• [Kaynak alıntısı]
Bazı insanlar size ilk tanışmada sıcak ve sevecen gelirler. Hiç düşünmez, hemen oracıkta seversiniz.  Çünkü öyle sıcak ve içten gülümser, gülerler ki içiniz de bir soba narlaşır yanaklarınıza ateş düşürür.

Bazıları da elinizi ilk sıktığında veya daha ilk söze başlar başlamaz sevmedikleriniz arasına düşer. Saat o saattir onlar için, artık ne yaparlarsa yapsınlar, ağızları ile kuş da tutsalar bir işe yaramaz.

Sevmezsiniz, sevemezsiniz.

Sevdiklerinizin de, sevmediklerinizin de ortak, benzer özellikleri vardır.

Sevmediklerimizden başlayalım…

Ağzı kulağında, dişlerini saymaya kalksanız eksiksiz otuz iki dişini saydıklarınız. Bunları sırıtık, yılışık bulduğunuz insanlar arasına yazarsınız. Oysa bir insanda itici olabilecek en son şey dudak kıvrımlarında açan güller ve yüze yayılan ak gülmelerdir. Ama onların gülmesi, gülümsemesi size bir şekilde samimi olmadıklarını anlatır.

Haklısınız. Uzak durursunuz bunlardan.

Haksız olmadığınızı yıllar içinde görüp kendinizle övünmeseniz de; “Ne iyi etmişim” dediğiniz olur. Bir de çok konuşan kafa şişirenler var. Dinleyeni canından bezdiren, uzun,  sonu olmayan konuşmaları yapanlar. Dinlemeyi sevseniz de, katlanamadığınız konuşmalar başlayınca dinler gibi yapar, ikinci bir işkenceyi kendinize çok görüp uzak durursunuz.

• [Kısa görev 1] Kayıtlarda "white" dizesini içeren bütün satırları seçip olduğu gibi kopyalayın. Büyük ve küçük harf ayrımı dikkate alınmalıdır.

Veri kayıtları:
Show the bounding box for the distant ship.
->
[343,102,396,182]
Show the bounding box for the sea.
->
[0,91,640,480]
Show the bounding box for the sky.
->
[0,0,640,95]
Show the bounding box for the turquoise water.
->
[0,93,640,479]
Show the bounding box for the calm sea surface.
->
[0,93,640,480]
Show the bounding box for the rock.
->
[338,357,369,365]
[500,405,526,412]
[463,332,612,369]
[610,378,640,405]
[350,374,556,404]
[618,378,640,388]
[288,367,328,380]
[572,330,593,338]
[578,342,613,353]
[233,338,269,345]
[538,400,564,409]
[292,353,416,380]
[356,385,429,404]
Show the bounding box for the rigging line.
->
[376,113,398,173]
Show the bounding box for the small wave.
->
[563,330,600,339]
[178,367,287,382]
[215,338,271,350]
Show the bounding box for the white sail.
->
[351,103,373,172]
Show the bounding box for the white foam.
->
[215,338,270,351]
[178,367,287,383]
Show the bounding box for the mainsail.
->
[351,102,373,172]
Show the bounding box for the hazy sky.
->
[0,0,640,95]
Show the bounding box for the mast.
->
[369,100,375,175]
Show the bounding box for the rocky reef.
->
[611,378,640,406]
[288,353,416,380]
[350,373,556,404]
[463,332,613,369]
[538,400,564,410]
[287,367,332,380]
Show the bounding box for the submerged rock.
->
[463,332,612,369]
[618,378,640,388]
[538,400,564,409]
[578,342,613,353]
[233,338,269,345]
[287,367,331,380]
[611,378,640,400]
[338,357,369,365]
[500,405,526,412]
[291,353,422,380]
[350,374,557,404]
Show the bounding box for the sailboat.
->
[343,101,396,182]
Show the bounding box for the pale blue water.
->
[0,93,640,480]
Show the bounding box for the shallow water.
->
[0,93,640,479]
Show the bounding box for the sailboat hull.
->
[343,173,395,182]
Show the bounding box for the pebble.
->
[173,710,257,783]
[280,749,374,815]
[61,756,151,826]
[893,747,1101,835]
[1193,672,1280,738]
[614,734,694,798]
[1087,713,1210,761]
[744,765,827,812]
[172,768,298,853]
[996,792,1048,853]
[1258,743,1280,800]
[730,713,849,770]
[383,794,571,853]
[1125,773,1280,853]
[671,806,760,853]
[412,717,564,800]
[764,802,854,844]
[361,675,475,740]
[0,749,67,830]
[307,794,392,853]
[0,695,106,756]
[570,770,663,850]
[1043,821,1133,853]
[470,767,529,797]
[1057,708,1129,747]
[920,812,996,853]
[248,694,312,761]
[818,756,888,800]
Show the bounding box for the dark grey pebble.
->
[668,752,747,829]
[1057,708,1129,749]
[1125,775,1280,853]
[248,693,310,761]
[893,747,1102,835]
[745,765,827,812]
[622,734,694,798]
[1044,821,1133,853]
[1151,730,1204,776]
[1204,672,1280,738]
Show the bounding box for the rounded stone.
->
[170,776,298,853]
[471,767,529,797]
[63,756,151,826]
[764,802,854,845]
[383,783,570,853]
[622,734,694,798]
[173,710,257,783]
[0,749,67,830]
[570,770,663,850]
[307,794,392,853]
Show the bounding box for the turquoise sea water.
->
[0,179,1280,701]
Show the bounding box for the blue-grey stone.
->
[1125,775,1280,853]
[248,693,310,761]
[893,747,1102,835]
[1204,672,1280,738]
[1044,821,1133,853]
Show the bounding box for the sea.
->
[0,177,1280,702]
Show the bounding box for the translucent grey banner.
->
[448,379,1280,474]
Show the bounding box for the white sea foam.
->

• [Kısa görev 2] Sevilen ve sevilmeyen insanlar üzerine yazılmış metinde geçen vücut bölümlerini, her birini bir kez ve yalın hâliyle sıralayın.

• [Yanıt 1]
Show the bounding box for the white sail.
Show the bounding box for the white foam.
Show the bounding box for the white sea foam.

• [Yanıt 2] yanak, el, ağız, kulak, diş, dudak, yüz, kafa